**Soal latihan a:**
Menurut potongan teks tentang pungutan sekolah di bawah ini, berapa siswa baru yang boleh diterima SMP Mandiri Himmata menurut batasan dari sekolah induknya?

**Potongan teks:**
····················
Padahal pungutan-pungutan itu sama sekali bukan sukarela... dan orang-orang miskin yang putra putrinya belajar di sekolah negri sampai berhutang sana sini hanya utk bayar uang perpisahan... mereka jadi merasa dibohongi oleh pemerintah yang selalu mengatakan "sekarang sekolah gratis, bebas pungutan, dll"
 
Satu lagi kasus yg lebih tidak masuk akal... TKBM Johar Baru selama 2 tahun tidak pernah mendapat BOS/BOP utuh... Johar Baru hanya mendapat honor guru pamong dan barang-barang yg nilainya sangat jauh dari yg seharusnya, dan lebih lucu lagi semua anak SMP Terbuka sekolah induknya dibina/dididik oleh Johar Baru. Kepala SMPN 28 tidak pernah mau memberi keterangan apapun. Seharusnya kan kepsek menjelaskan sisa uang yg tidak diberikan kpd Johar Baru digunakan utk apa saja... dibelikan apa atau dikasih ke siapa.
Dan sy dengar kepsek ini akan dipindahkan ke SMP negri yg berstandar Internasional. Loh... sudah jelas kepsek ini tidak dapat menjelaskan sisa uang BOS/BOP yg menghilang tapi koq malah dapat promosi. Sy berharap mudah-mudahan isu promosi itu tidak benar sama sekali.
 
Di Jakarta Utara lebih aneh lagi, pengelola SMP Mandiri Himmata (sekolah gratis khusus utk anak-anak miskin di Plumpang) melaporkan bahwa sekolah induknya membatasi Himmata hanya boleh menerima 20 siswa baru. Ini kan keterlaluan sekali... begitu banyak anak-anak Indonesia miskin yg tidak diterima di SMP Negri dan SMP Terbuka milik pemerintah... dan ketika ada masyarakat yg menyediakan sekolah gratis utk mereka dan sanggup menampung banyak murid, tapi koq malah dijatah kuotanya... lalu sisa anak yg tidak bisa masuk ke Himmata mau dikemanakan?
Pak Siswandi, ketua yayasan Himmata siap dikonfirmasi...
 
Ada apa ini sebenarnya.... ? Kita sudah berkali-kali gunta ganti kepala dinas, tapi masiiiih.... saja pungutan/korupsi tidak hilang-hilang juga... dan masiiiiih saja pemerintah bikin iklan TV" Sekolah Gratis"
····················
**Data tersedia:**
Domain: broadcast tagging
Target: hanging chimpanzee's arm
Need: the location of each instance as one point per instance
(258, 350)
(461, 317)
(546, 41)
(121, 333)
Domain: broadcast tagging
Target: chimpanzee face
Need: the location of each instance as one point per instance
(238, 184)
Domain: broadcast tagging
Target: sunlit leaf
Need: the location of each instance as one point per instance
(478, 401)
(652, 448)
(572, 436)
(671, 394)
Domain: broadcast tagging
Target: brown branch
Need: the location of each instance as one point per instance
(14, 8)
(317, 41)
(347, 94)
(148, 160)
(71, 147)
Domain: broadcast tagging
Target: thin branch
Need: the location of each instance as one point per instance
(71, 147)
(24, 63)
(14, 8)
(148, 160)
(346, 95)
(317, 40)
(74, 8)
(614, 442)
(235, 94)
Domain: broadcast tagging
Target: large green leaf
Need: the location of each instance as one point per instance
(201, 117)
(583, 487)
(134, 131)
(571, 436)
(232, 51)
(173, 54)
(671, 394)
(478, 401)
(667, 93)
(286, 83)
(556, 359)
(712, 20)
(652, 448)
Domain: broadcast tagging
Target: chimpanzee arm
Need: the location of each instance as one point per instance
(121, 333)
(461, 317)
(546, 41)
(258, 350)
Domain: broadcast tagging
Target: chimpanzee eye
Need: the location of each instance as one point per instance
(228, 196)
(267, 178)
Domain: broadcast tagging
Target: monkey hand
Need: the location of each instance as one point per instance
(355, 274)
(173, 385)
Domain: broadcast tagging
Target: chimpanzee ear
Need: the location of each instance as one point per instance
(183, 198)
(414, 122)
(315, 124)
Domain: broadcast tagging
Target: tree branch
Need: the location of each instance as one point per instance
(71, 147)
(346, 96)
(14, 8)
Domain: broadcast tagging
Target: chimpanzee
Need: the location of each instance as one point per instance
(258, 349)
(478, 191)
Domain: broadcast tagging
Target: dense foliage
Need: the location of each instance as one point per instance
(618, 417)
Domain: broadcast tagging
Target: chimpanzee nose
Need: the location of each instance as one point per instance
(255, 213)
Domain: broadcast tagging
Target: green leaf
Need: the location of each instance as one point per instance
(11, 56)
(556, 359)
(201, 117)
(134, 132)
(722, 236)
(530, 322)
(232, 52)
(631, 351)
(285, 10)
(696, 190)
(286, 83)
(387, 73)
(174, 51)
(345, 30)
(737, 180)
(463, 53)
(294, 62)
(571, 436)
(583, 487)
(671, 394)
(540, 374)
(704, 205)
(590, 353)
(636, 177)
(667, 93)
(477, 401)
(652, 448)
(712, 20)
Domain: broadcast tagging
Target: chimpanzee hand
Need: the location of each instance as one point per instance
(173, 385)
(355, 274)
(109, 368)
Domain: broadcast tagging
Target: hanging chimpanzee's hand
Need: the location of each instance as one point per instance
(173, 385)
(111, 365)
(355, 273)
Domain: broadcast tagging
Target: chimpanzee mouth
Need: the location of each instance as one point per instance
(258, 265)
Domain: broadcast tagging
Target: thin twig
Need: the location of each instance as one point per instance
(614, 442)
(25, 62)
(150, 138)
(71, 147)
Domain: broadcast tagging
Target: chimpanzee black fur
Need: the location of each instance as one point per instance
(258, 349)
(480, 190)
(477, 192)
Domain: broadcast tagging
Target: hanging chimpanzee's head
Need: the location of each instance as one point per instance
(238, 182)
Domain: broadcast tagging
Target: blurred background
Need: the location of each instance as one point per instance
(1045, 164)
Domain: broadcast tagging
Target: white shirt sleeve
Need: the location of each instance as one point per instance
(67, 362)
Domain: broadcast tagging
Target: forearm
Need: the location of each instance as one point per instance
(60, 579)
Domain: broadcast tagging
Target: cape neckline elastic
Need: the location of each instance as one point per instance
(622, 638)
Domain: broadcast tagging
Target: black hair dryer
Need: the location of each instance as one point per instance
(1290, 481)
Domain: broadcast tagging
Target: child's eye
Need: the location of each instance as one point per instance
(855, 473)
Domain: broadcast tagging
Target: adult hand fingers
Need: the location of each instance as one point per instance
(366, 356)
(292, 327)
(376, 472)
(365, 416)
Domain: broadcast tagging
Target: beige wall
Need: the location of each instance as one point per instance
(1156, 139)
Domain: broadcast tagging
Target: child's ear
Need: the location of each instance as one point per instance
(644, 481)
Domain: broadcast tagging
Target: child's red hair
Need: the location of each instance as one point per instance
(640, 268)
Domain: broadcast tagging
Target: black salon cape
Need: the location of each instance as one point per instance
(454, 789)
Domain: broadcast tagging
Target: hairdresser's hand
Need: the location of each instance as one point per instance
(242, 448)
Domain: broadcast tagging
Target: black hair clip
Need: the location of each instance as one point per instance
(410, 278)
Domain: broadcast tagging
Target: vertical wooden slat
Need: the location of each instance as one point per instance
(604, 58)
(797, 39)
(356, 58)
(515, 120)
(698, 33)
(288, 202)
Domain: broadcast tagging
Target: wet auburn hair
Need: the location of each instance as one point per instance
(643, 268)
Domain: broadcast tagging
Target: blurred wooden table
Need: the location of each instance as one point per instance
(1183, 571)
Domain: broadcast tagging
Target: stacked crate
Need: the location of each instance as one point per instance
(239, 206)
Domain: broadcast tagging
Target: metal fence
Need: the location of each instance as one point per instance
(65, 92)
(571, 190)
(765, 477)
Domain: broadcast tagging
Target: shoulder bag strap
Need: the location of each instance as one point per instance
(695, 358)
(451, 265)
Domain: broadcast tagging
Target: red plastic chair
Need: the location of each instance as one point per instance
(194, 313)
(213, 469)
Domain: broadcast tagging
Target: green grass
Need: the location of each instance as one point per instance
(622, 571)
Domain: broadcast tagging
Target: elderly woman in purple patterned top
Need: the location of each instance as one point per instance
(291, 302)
····················
**Soal latihan b:**
Laporkan setiap baris pada entri di atas yang memuat kata "wooden".

**Jawaban soal a:**
SMP Mandiri Himmata hanya boleh menerima 20 siswa baru.

**Jawaban soal b:**
Target: vertical wooden slat
Target: blurred wooden table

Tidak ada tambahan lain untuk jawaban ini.